The sister of Angelo Quinto, 30, called police on Dec. 23 after noticing her brother had been exhibiting signs of mental distress, according to a complaint filed against the city last week by his mother, Maria Quinto-Collins. Quinto had been exhibiting signs of anxiety, depression and paranoia in the months prior to his death, his family said.

“I trusted the police because I thought they knew what they were doing but he was actually passive and visibly not dangerous or a threat,” Quinto-Collins, who also goes by her middle name Cassandra, told reporters last week. “It was absolutely unnecessary what they did to him.”

Angelo Quinto.Courtesy John Burris

When police arrived, Quinto was being held on the floor by his mother and was beginning to calm down, the lawsuit said. Two officers, who were not identified, took Quinto from his mother’s arms as he allegedly said “please don’t kill me,” according to the suit.

The lawsuit claims the two officers then put Quinto down on his stomach, with his legs crossed behind him, and one officer allegedly placed his knee on Quinto’s neck.

“At this point, Mr. Quinto started bleeding from his mouth,” the lawsuit said. “At no time while being restrained did Mr.Quinto resist physically or verbally. After being restrained for almost 5 minutes, Mr. Quinto became lifeless.”

## Entries supplied
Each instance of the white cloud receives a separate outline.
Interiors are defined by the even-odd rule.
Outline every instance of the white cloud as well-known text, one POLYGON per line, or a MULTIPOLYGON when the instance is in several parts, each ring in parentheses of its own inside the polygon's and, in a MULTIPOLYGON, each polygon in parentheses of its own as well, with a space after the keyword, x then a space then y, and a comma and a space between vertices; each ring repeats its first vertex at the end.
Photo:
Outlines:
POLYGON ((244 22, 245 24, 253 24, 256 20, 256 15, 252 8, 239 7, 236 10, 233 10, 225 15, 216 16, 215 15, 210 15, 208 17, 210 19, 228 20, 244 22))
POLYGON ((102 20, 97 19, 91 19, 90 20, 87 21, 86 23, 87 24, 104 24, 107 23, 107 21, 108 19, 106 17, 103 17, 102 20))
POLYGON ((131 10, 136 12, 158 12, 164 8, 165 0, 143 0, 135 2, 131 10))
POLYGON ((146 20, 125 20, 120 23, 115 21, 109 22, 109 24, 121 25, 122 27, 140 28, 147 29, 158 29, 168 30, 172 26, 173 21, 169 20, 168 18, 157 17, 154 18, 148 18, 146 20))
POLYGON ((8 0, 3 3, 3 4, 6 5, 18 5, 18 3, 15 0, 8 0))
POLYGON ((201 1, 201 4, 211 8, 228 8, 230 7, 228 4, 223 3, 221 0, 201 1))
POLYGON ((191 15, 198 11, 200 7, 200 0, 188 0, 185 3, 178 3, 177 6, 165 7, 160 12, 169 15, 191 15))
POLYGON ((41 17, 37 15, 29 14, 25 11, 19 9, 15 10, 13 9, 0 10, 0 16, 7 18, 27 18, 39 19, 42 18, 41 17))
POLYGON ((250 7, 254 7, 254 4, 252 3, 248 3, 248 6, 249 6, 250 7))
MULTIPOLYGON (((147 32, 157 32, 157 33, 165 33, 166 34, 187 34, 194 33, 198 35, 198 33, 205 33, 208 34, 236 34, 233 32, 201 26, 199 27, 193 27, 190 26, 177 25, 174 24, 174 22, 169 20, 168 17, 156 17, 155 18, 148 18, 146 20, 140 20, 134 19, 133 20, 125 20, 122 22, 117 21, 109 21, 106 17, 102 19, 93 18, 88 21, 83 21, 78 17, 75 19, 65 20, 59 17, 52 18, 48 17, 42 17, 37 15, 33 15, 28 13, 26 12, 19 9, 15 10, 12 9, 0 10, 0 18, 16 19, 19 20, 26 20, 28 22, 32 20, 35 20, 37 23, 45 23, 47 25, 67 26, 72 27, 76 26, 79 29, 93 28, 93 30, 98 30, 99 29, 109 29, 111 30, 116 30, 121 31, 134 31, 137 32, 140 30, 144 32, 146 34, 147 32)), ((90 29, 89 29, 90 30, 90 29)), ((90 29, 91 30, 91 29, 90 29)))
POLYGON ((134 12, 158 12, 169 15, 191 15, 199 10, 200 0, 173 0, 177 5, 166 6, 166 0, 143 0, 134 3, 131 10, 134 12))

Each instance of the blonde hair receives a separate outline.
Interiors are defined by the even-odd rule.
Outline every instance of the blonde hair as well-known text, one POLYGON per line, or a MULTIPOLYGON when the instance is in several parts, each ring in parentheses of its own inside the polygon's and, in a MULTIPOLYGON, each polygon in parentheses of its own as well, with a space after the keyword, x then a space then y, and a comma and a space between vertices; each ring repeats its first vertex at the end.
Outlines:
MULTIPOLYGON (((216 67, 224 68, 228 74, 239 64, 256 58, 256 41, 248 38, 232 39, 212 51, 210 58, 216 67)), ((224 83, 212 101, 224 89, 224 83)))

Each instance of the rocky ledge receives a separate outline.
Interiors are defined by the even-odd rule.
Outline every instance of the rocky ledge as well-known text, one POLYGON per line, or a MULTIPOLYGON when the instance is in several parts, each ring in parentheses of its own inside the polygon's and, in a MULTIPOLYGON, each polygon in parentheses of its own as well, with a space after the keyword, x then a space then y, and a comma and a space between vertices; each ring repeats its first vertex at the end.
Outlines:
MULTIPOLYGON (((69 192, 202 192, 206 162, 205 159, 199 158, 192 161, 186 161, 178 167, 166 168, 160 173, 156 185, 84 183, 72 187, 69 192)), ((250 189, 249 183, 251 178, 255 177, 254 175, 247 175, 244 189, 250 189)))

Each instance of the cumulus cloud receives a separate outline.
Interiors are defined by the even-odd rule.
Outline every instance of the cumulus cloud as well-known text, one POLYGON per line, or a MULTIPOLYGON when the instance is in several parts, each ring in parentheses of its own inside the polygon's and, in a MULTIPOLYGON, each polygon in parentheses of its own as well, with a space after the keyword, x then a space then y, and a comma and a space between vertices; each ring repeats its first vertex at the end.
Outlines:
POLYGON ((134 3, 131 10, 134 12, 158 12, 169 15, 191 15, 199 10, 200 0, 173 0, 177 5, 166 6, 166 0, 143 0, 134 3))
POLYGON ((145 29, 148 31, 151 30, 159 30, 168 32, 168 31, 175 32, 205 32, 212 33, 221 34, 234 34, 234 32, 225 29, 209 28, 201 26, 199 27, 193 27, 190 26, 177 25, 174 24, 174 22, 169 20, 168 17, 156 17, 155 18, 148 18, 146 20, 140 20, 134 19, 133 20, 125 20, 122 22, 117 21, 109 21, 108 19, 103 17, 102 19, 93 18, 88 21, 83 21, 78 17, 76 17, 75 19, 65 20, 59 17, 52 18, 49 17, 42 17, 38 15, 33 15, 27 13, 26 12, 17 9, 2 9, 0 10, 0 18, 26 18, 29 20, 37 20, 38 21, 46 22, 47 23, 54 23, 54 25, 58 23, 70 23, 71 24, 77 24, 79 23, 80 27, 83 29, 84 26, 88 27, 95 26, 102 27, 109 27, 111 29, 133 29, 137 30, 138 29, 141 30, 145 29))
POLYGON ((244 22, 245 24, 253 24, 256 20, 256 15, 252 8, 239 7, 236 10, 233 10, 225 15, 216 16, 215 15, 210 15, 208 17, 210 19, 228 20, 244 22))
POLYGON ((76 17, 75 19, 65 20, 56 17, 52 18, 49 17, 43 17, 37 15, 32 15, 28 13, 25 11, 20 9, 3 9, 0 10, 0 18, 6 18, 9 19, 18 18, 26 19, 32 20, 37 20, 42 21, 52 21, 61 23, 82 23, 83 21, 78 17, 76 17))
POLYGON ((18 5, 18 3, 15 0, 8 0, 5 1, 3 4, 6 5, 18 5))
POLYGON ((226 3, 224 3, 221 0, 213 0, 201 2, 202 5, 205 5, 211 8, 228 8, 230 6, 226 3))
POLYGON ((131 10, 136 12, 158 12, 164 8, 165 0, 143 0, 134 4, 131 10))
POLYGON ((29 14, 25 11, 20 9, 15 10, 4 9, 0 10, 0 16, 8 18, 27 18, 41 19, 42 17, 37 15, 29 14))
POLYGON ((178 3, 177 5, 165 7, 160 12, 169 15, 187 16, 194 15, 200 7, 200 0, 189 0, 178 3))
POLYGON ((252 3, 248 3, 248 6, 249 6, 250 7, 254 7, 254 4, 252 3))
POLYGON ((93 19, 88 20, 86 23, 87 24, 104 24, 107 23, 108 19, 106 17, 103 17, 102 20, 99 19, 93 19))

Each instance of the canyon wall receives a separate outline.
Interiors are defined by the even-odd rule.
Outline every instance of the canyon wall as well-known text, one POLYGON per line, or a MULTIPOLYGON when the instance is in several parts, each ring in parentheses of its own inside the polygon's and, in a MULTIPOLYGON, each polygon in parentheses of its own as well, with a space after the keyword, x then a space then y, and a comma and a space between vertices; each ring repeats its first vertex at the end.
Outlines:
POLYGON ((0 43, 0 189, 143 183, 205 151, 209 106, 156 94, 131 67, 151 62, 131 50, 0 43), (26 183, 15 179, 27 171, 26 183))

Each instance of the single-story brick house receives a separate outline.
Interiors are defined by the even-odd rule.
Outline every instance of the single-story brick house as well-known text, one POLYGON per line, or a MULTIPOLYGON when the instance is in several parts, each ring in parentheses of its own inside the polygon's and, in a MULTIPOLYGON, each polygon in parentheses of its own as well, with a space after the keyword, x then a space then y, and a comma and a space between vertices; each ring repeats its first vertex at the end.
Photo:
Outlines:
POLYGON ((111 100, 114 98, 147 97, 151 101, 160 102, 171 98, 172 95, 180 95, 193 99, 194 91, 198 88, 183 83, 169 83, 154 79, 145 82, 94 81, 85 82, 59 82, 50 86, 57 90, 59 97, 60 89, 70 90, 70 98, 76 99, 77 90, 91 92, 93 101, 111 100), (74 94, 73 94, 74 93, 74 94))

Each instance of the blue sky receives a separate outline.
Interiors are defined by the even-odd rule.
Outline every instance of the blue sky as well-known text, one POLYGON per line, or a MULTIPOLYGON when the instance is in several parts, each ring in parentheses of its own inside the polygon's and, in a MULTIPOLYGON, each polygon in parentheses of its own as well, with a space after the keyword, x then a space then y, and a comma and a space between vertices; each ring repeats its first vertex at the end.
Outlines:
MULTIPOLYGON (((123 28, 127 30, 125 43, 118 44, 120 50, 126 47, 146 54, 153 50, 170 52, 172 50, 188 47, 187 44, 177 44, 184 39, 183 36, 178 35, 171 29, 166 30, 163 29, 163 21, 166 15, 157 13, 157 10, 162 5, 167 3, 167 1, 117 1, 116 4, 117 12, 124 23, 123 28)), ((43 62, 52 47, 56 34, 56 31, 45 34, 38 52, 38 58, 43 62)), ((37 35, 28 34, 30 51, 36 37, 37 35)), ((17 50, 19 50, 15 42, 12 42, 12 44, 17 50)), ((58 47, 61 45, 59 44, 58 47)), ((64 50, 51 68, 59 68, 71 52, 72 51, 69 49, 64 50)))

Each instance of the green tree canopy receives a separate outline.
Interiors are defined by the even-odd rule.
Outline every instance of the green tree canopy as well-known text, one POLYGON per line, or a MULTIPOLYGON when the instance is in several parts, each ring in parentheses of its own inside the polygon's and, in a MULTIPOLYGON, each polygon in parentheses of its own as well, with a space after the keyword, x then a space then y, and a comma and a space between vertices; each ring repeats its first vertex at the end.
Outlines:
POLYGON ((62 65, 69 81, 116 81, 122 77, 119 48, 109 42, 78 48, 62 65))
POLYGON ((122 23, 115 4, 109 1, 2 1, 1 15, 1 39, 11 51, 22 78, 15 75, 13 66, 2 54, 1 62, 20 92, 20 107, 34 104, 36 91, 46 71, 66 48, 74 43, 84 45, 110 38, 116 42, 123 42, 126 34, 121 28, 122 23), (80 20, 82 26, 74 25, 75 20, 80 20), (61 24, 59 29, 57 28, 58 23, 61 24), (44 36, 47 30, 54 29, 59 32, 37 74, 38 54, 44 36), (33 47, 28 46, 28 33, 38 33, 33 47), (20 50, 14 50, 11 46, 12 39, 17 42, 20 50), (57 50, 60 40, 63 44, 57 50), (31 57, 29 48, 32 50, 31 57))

## Assignment
Using the text about Angelo Quinto, explain in one to three sentences why his sister called the police on Dec. 23. The rows are separate material with no connection to the text about Angelo Quinto.

## Result for this exercise
She called the police because she had noticed that her brother was exhibiting signs of mental distress.